**REQUIRED WORK:**
1. Answer these questions from the news report on the freed French hostages:
(a) How many gunmen seized the family, and on what date?
(b) Which group held them?
(c) Which company did Tanguy Moulin-Fournier work for?
2. Write a continuation of the news report on the freed French hostages, starting after its final sentence.

|Tanguy Moulin-Fournier (left), wife Albane and his brother Cyril pose at the French embassy in Yaounde on April 19, 2013 (AFP, Reinnier Kaze)|
The hostages -- a father, mother, four children aged 5 to 12, and an uncle -- were all in good health, the French presidency said, adding that Foreign Minister Laurent Fabius was on his way to the central African state to greet the family.
The Cameroonian president said in a statement read on national radio that the hostages -- who were seized by six gunmen on February 19 and taken to neighbouring Nigeria -- had been "handed over last night to Cameroonian authorities".
He did not say how they were freed but he thanked the governments of Nigeria and France.
The French foreign minister said they were freed overnight on Thursday to Friday "in an area between Nigeria and Cameroon".
"I spoke to the family on the phone. They are extremely happy and in good shape," Fabius told AFP.
The family were seen arriving Friday at the French embassy in Yaounde, the Cameroonian capital.
French President Francois Hollande insisted after their release that France had not paid any ransom.
They had been held by Islamist sect Boko Haram -- which is blamed for killing thousands of people in an insurgency in northern Nigeria since 2009.
Their abduction came just as France was deploying thousands of troops to fight Islamic extremists in Mali, another former French colony in the region.
Eight other French citizens are being held hostage in the Sahel region south of the Sahara, according to Hollande.
|A video grab made on March 21, 2013 shows the French family abducted in Cameroon (AFP, Boko Haram)|
The family, who were based in Cameroon, were visiting the Waza National Park when they were kidnapped.
They were identified as Tanguy Moulin-Fournier, who worked for the French gas group GDF Suez in Yaounde, his wife Albane, and their four sons, Eloi, Andeol, Mael and Clarence.

Segmentation dataset excerpts:
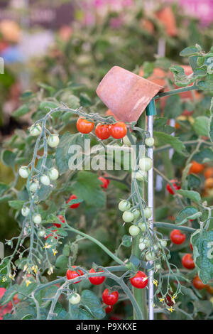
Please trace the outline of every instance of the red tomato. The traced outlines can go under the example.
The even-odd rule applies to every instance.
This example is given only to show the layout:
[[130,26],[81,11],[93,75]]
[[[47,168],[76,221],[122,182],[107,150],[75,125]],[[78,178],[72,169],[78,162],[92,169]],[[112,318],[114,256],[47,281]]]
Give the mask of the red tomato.
[[[76,266],[72,266],[72,268],[76,268]],[[80,274],[80,275],[84,274],[82,270],[78,270],[78,271]],[[68,269],[66,274],[67,279],[76,279],[76,277],[78,277],[80,275],[75,270],[70,270],[70,269]],[[77,282],[73,283],[73,284],[76,284],[77,283],[80,283],[80,281],[78,281]]]
[[[75,195],[71,195],[70,196],[69,199],[67,200],[67,203],[70,202],[72,200],[77,200],[77,197]],[[72,204],[72,205],[70,206],[70,209],[77,209],[80,206],[81,203],[76,203],[76,204]]]
[[182,244],[185,240],[185,235],[180,230],[173,230],[170,233],[170,240],[175,244]]
[[194,277],[192,283],[195,288],[197,290],[202,290],[202,289],[206,287],[206,285],[202,283],[202,281],[201,281],[200,277],[198,277],[197,275]]
[[182,264],[187,269],[193,269],[195,268],[195,262],[191,254],[186,254],[182,257]]
[[[94,270],[93,268],[92,268],[89,270],[89,272],[90,273],[95,273],[95,271]],[[104,270],[99,270],[99,272],[104,272]],[[90,283],[92,283],[92,284],[99,285],[99,284],[102,284],[102,283],[103,283],[103,281],[105,279],[105,277],[104,277],[104,276],[97,276],[97,277],[89,277],[89,279],[90,281]]]
[[148,284],[148,277],[144,272],[139,271],[130,279],[130,282],[135,288],[143,289]]
[[108,139],[110,137],[110,125],[97,124],[95,128],[95,134],[100,139]]
[[113,307],[111,305],[108,305],[108,306],[106,306],[105,308],[106,314],[110,313],[110,312],[112,312],[112,311],[113,311]]
[[[62,215],[60,215],[58,216],[58,218],[60,219],[61,222],[62,222],[63,224],[65,222],[65,220],[64,220],[64,217]],[[54,222],[53,226],[55,226],[55,227],[60,228],[60,227],[61,227],[61,224],[59,224],[58,222]]]
[[123,122],[118,122],[110,127],[110,134],[115,139],[121,139],[125,137],[126,133],[126,126]]
[[119,293],[118,291],[112,291],[111,293],[109,293],[109,289],[105,289],[102,293],[103,302],[106,305],[114,305],[119,299]]
[[[180,185],[179,185],[177,180],[171,180],[170,183],[173,184],[174,188],[176,190],[178,190],[178,189],[180,189]],[[169,183],[168,183],[166,185],[166,188],[167,188],[168,191],[169,192],[169,193],[170,193],[171,195],[175,195],[174,190],[173,190],[173,189],[172,188],[171,185]]]
[[82,134],[89,134],[93,130],[94,123],[83,118],[79,118],[76,123],[77,130]]
[[101,187],[104,188],[105,189],[107,189],[108,185],[110,183],[110,181],[108,180],[107,178],[103,178],[102,176],[99,176],[99,179],[103,183],[103,184],[101,184]]

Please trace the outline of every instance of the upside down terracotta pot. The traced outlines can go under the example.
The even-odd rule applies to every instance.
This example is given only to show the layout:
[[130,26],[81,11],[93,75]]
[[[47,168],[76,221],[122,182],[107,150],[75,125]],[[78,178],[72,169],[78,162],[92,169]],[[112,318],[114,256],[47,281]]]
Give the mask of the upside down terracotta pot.
[[114,66],[99,83],[97,94],[118,119],[136,122],[163,89],[163,86]]

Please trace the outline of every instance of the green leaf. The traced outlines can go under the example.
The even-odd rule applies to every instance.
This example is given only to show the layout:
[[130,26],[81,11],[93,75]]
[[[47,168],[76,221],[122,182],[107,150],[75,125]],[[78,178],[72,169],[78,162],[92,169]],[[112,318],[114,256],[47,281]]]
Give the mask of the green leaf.
[[177,137],[156,131],[153,131],[153,135],[157,140],[158,146],[170,144],[180,154],[186,155],[185,145]]
[[30,108],[28,104],[23,104],[17,110],[13,112],[12,116],[13,117],[21,117],[21,116],[28,114],[30,111]]
[[13,166],[15,164],[16,154],[11,151],[4,150],[1,153],[1,161],[5,166]]
[[196,46],[188,46],[180,53],[180,55],[181,57],[189,57],[190,55],[198,54],[198,51],[199,50]]
[[130,235],[125,235],[122,238],[122,244],[124,247],[130,247],[131,245],[131,237]]
[[172,95],[166,100],[164,114],[168,119],[176,118],[182,113],[180,95]]
[[190,241],[198,276],[207,284],[213,277],[213,230],[197,230]]
[[96,174],[80,171],[72,186],[73,193],[84,200],[88,205],[103,207],[106,203],[106,193],[101,188],[101,183]]
[[60,175],[68,171],[69,160],[76,153],[76,151],[70,153],[70,151],[69,153],[72,145],[79,145],[82,148],[84,146],[84,139],[81,134],[71,134],[67,131],[60,138],[55,152],[55,162]]
[[175,218],[175,223],[182,225],[185,223],[189,219],[195,219],[197,213],[200,214],[201,212],[199,212],[196,208],[188,206],[180,211]]
[[21,210],[23,208],[23,204],[25,203],[24,200],[9,200],[9,205],[10,207],[16,210]]
[[179,190],[176,191],[178,194],[182,195],[182,196],[186,197],[187,198],[189,198],[190,200],[192,200],[197,203],[201,202],[200,195],[197,191],[184,190],[182,189],[180,189]]
[[7,289],[1,297],[0,305],[5,305],[13,299],[14,296],[17,293],[18,290],[18,285],[14,284],[10,288]]
[[81,295],[81,301],[97,319],[102,319],[106,314],[102,309],[99,298],[90,290],[84,290]]
[[193,124],[193,128],[196,134],[199,136],[208,136],[209,122],[209,119],[205,116],[196,117]]

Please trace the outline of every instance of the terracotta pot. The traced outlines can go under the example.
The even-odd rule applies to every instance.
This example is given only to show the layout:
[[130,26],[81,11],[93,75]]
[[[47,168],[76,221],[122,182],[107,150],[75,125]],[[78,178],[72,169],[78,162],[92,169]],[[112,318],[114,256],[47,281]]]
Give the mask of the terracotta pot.
[[163,87],[119,66],[112,68],[99,83],[97,94],[124,122],[136,122],[153,97]]

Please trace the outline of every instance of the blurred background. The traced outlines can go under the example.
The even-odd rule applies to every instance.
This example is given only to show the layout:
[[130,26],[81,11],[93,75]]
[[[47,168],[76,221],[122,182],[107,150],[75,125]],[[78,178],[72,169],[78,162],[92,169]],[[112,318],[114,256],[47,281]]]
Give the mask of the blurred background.
[[[97,110],[96,87],[115,65],[172,87],[171,64],[189,68],[180,51],[196,43],[208,51],[212,41],[213,0],[0,0],[0,151],[15,140],[21,150],[22,130],[45,99]],[[9,183],[12,169],[2,160],[0,182]],[[17,229],[6,200],[1,239]]]

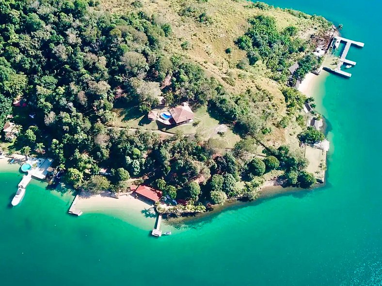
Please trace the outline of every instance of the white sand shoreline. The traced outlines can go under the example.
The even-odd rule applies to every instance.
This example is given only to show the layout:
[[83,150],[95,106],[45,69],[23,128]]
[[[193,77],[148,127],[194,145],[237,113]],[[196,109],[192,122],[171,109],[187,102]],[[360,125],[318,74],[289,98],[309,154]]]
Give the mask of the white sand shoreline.
[[328,75],[329,74],[324,71],[322,71],[318,75],[309,73],[305,76],[298,89],[306,96],[315,98],[317,96],[317,90],[318,86],[325,81],[325,79]]
[[89,196],[81,194],[76,208],[86,214],[103,214],[117,217],[144,229],[154,227],[157,214],[154,205],[133,196],[131,194],[113,197],[111,193]]

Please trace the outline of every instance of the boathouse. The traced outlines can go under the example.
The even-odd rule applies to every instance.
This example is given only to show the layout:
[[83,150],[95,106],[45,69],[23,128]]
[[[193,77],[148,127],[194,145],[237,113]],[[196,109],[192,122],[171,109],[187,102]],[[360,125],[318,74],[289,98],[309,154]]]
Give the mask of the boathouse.
[[144,185],[141,185],[135,189],[136,196],[148,199],[153,202],[159,202],[162,197],[162,192]]

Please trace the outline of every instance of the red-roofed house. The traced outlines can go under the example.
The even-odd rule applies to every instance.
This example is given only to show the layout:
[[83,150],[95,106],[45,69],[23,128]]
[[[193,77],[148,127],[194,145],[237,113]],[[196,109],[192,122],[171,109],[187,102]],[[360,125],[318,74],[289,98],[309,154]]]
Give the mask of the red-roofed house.
[[155,202],[159,202],[162,197],[162,192],[160,191],[144,185],[141,185],[137,188],[135,194]]

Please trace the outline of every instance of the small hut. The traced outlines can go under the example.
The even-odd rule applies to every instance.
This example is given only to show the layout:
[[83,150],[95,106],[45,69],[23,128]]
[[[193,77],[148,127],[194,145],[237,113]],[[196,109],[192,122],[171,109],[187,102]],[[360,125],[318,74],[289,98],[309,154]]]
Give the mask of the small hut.
[[216,132],[218,134],[223,135],[225,134],[228,130],[228,128],[225,124],[220,124],[216,127]]
[[151,110],[147,114],[147,117],[150,120],[154,120],[158,115],[158,112],[155,110]]

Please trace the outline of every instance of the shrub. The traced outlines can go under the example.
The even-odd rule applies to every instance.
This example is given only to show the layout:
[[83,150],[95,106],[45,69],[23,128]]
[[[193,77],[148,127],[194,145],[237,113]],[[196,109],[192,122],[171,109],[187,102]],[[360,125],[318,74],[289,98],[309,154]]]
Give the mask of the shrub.
[[310,188],[312,185],[317,182],[313,174],[305,171],[303,171],[300,173],[298,180],[300,186],[304,188]]
[[223,205],[227,200],[227,195],[222,191],[212,191],[211,199],[215,204]]
[[253,159],[248,166],[248,172],[254,176],[261,176],[265,172],[265,164],[258,158]]
[[277,169],[280,166],[280,162],[274,156],[268,156],[264,159],[263,162],[265,164],[265,169],[268,171]]
[[313,126],[309,126],[306,130],[299,135],[299,139],[303,142],[314,144],[321,142],[325,139],[323,133],[317,130]]

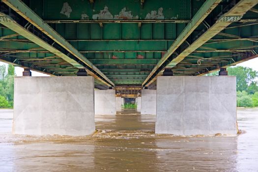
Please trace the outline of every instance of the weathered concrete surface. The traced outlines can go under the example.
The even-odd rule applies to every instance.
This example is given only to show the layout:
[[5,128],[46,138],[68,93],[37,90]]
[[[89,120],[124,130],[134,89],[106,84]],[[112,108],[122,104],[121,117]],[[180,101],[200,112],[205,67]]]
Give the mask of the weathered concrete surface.
[[115,102],[116,103],[116,111],[122,111],[122,98],[121,97],[116,97]]
[[135,98],[135,103],[137,104],[137,112],[141,112],[142,104],[142,97],[138,97]]
[[95,115],[116,114],[114,89],[95,90],[94,97]]
[[142,90],[141,115],[156,115],[156,94],[154,89]]
[[[123,97],[121,98],[121,103],[122,104],[122,106],[123,106],[124,105],[124,98],[123,98]],[[122,108],[122,109],[123,109],[123,108]]]
[[92,77],[14,79],[13,132],[83,136],[95,131]]
[[236,134],[236,77],[157,79],[156,133]]

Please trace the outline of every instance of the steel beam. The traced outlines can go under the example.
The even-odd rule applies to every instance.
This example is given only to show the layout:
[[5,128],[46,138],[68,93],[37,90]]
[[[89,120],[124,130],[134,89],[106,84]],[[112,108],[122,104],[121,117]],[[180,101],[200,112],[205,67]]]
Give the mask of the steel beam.
[[[70,44],[66,40],[60,36],[47,24],[44,22],[31,9],[28,7],[20,0],[3,0],[3,2],[9,6],[11,8],[17,12],[30,24],[34,25],[38,29],[42,31],[50,38],[52,39],[55,43],[65,49],[70,54],[72,54],[87,67],[88,72],[92,74],[95,78],[100,80],[109,86],[114,86],[114,83],[103,74],[96,67],[94,66],[83,55],[80,53],[74,47]],[[58,57],[69,62],[78,68],[85,68],[85,66],[80,64],[74,59],[71,59],[67,55],[60,52],[53,46],[46,43],[34,34],[29,32],[24,28],[18,24],[13,19],[4,14],[1,14],[0,23],[6,27],[11,29],[17,33],[21,34],[30,41],[46,49],[48,51],[56,54]],[[53,43],[54,44],[54,43]]]
[[90,59],[94,64],[156,64],[157,59]]
[[[194,16],[191,22],[187,26],[185,30],[172,44],[165,55],[159,61],[157,66],[155,66],[149,76],[143,83],[143,86],[148,86],[151,84],[156,80],[157,76],[162,74],[165,67],[172,68],[174,67],[187,56],[216,35],[231,23],[240,19],[246,12],[258,2],[258,0],[241,0],[239,1],[230,9],[228,12],[221,16],[217,22],[208,29],[206,31],[199,36],[195,41],[175,57],[173,58],[168,65],[166,65],[166,66],[161,67],[165,60],[172,55],[172,54],[175,51],[179,46],[186,40],[190,34],[201,23],[200,22],[201,22],[207,17],[208,14],[218,5],[220,1],[220,0],[207,0],[205,1],[201,9]],[[162,69],[161,70],[160,68],[159,71],[155,73],[158,69],[161,67]]]

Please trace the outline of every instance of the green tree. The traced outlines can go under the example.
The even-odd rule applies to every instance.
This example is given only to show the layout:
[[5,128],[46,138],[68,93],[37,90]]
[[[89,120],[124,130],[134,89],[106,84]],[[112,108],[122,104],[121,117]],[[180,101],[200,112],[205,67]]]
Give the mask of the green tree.
[[9,104],[8,103],[8,101],[7,100],[4,98],[4,97],[0,95],[0,108],[7,108],[8,107]]
[[237,107],[252,107],[253,106],[253,99],[250,95],[237,97],[236,104]]
[[14,75],[14,66],[10,64],[8,65],[8,75]]
[[227,70],[229,75],[236,76],[237,91],[246,91],[249,93],[253,94],[258,90],[257,82],[255,81],[258,76],[257,71],[242,66],[229,67]]
[[0,66],[0,95],[8,101],[9,105],[13,105],[14,67],[8,65],[7,71],[5,65]]
[[4,64],[0,65],[0,80],[3,80],[7,75],[5,65]]
[[252,96],[253,99],[253,106],[258,107],[258,92],[256,92]]

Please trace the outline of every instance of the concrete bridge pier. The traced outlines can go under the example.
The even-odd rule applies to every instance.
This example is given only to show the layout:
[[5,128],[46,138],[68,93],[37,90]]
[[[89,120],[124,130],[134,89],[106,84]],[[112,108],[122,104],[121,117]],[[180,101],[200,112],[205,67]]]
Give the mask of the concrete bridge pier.
[[155,133],[235,135],[236,77],[160,76]]
[[[30,75],[28,70],[24,73]],[[13,133],[93,133],[94,87],[91,76],[15,78]]]
[[142,90],[141,115],[156,115],[156,94],[155,89]]
[[116,111],[122,111],[122,100],[122,100],[122,98],[121,97],[115,97]]
[[135,98],[135,103],[137,105],[137,112],[141,112],[141,110],[142,109],[142,97],[138,97]]
[[115,89],[95,90],[94,104],[95,115],[116,115]]

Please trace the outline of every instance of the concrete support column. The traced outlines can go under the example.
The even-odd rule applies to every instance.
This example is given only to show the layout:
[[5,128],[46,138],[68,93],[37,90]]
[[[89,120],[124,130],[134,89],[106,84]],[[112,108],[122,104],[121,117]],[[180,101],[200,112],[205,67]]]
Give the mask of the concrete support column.
[[122,98],[121,97],[116,97],[115,103],[116,105],[116,111],[122,111]]
[[219,75],[220,76],[228,76],[228,71],[226,68],[221,68],[219,72]]
[[31,76],[31,72],[30,72],[30,70],[28,68],[25,68],[23,72],[23,76]]
[[236,77],[160,76],[155,133],[236,134]]
[[94,96],[95,115],[116,115],[114,89],[95,90]]
[[141,105],[142,105],[142,97],[138,97],[135,98],[135,102],[137,104],[137,112],[141,112]]
[[13,132],[84,136],[95,131],[92,77],[15,77]]
[[156,94],[155,89],[142,90],[141,115],[156,115]]

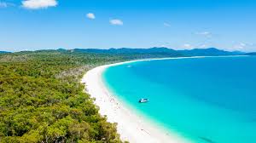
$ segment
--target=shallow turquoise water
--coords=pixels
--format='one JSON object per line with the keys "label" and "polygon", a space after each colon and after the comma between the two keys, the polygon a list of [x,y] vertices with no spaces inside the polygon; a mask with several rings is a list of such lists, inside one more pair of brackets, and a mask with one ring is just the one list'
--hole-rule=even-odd
{"label": "shallow turquoise water", "polygon": [[194,142],[256,142],[256,57],[140,61],[102,77],[122,101]]}

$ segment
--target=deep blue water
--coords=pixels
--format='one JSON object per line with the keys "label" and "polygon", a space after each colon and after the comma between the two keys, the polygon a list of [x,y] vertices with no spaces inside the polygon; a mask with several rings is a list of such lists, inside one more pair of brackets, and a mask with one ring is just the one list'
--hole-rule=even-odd
{"label": "deep blue water", "polygon": [[194,142],[256,142],[256,57],[133,62],[102,77],[137,112]]}

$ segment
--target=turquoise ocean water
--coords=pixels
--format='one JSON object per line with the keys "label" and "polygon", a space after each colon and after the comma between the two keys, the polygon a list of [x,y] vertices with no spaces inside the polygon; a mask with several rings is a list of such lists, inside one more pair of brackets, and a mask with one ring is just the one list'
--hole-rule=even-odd
{"label": "turquoise ocean water", "polygon": [[256,57],[133,62],[102,77],[117,98],[192,142],[256,143]]}

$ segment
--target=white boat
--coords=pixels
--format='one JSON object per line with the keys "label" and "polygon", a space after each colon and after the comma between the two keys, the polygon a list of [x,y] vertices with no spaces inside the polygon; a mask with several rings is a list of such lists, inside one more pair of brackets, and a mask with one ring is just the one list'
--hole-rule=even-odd
{"label": "white boat", "polygon": [[148,102],[148,100],[149,100],[148,99],[140,99],[139,102],[140,103],[145,103],[145,102]]}

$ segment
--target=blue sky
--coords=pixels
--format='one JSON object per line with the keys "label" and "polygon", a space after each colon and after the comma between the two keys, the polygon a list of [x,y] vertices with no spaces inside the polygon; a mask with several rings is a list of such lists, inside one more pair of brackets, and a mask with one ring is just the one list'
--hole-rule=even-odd
{"label": "blue sky", "polygon": [[0,50],[256,51],[253,0],[0,0]]}

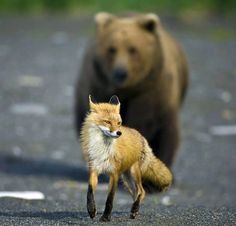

**RESPONSES:**
1.
(a) Six gunmen, on February 19.
(b) The Islamist sect Boko Haram.
(c) The French gas group GDF Suez.

2.
Tanguy's brother Cyril Moulin-Fournier was on vacation and with them at the time. The three adults are all around 40 years old.
The family, with the exception of the uncle, moved to Yaounde in 2011 when the father began a job there overseeing the construction of a liquid natural gas plant. The uncle lives in Barcelona, Spain.
Boko Haram has in the past called for the creation of an Islamic state in Nigeria, where corruption is deeply rooted and most of the population lives on less than $2 per day despite its vast oil reserves.
The Boko Haram insurgency is estimated to have left more than 3,000 people dead since 2009, including many killings in operations by the security services.
The group is believed to be made up of many different factions. Analysts say some members are likely hardcore Islamists who would resist any concession to Nigeria's secular government.
Other members are thought to be northern youths who have been radicalised out of frustration at massive government corruption.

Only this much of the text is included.